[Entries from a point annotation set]
════════════════════
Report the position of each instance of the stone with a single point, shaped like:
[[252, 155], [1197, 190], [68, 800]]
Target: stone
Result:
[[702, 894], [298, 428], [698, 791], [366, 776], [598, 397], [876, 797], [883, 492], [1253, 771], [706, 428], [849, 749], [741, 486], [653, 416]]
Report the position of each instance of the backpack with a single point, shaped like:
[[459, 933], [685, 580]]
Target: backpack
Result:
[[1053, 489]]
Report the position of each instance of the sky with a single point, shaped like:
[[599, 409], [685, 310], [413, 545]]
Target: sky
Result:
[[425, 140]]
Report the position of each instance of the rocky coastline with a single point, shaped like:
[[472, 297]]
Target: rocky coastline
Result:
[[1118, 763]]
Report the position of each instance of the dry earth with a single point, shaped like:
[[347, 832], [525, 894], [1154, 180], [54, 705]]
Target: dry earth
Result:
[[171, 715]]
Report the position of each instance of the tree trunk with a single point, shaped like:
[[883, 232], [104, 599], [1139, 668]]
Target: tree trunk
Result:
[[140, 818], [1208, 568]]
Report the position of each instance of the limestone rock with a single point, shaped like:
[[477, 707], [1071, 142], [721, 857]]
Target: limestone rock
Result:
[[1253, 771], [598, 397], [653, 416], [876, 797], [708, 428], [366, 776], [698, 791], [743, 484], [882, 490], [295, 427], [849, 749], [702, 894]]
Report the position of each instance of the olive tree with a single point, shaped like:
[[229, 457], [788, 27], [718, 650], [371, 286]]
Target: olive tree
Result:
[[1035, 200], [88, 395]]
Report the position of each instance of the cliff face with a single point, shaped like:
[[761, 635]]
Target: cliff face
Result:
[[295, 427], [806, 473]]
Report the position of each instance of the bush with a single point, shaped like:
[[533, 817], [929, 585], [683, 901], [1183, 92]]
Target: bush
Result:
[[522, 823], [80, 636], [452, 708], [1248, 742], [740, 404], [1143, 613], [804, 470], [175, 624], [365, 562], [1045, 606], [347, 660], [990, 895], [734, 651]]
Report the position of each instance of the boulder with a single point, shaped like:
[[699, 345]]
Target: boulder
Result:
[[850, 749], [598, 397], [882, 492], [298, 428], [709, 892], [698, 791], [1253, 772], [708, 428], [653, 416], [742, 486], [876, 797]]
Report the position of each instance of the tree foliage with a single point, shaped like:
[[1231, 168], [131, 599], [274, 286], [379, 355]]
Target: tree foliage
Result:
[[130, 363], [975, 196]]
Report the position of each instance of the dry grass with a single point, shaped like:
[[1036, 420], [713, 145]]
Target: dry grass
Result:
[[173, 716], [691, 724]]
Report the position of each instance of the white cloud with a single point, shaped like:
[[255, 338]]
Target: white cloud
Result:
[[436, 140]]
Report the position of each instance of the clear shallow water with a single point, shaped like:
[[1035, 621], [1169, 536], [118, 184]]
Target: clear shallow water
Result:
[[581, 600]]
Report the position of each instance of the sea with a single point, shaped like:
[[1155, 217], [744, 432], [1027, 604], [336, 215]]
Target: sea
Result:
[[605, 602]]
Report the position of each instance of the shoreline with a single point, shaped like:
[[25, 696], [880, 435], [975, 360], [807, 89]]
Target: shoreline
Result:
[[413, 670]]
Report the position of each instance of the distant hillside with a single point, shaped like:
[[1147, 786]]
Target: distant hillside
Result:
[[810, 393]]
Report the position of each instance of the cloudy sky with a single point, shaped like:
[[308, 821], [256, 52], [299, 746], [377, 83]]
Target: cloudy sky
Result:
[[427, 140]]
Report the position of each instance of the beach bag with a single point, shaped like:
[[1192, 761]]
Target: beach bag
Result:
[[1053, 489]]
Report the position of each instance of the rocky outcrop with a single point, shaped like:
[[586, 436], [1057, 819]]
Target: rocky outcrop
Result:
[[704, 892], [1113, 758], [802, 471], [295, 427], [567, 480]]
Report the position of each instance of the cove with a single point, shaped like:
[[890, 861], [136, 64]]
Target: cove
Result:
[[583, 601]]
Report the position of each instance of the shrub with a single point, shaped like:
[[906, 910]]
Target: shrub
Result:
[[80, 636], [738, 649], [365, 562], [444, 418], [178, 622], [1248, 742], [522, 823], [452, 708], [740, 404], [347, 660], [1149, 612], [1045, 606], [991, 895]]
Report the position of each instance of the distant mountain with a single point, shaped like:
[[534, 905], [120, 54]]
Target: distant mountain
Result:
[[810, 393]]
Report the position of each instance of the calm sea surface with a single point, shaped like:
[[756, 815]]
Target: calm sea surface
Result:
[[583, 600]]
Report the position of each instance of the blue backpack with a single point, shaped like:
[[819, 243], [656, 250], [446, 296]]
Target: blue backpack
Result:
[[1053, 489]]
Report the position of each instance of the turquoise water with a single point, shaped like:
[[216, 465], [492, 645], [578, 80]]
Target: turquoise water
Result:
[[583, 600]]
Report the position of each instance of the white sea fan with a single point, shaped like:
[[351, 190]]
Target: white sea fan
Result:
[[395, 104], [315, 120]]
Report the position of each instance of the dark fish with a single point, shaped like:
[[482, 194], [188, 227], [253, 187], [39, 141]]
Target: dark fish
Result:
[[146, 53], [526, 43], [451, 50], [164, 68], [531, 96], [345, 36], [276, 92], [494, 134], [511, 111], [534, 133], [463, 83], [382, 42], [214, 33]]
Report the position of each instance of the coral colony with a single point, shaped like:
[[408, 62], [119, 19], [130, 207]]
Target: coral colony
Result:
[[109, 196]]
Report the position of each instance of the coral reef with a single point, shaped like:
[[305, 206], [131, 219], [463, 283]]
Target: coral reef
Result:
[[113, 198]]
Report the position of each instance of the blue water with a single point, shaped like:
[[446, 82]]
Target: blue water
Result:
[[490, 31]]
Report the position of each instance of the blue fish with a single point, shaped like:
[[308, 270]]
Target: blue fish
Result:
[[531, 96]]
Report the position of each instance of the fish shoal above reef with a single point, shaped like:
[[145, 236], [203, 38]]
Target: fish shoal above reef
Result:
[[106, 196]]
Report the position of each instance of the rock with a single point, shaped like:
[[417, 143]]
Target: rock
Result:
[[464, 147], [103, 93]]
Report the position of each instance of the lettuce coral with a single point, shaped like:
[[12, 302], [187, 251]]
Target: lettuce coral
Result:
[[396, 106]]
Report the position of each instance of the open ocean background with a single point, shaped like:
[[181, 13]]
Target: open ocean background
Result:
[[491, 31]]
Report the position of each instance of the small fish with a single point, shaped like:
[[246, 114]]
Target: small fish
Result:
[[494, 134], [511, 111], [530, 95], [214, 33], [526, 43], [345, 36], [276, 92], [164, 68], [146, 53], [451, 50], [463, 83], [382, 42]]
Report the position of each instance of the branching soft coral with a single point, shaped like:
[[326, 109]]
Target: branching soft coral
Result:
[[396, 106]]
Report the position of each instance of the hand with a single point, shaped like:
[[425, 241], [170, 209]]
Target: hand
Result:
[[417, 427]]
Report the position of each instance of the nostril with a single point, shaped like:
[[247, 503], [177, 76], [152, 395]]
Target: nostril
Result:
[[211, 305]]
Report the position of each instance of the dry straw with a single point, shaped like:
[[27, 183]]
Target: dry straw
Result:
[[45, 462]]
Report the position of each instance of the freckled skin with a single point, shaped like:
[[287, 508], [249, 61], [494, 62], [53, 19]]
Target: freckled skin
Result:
════════════════════
§ PROMPT: Copy out the records word for word, starting with the line that contains "Report the position of each instance of the branching" and running through the end of the records.

§ EXERCISE ANSWER:
Report the position of each instance of the branching soft coral with a single point, shaped like:
[[326, 109]]
Target: branching soft coral
Result:
[[396, 106]]
Report the position of each instance of the hand with a single point, shaped like:
[[425, 241], [170, 209]]
Target: hand
Result:
[[417, 427]]
Report the position of each instance of the nostril with a single point, shaped like:
[[247, 503], [177, 76], [152, 395]]
Target: nostril
Result:
[[211, 305]]
Report the position of each instance of the dry straw with a single point, shaped like:
[[27, 183]]
Target: dry straw
Result:
[[45, 462]]
Report the position of each instance of the freckled skin with a single point, shaped like:
[[287, 508], [249, 61], [494, 62], [53, 19]]
Target: freckled skin
Result:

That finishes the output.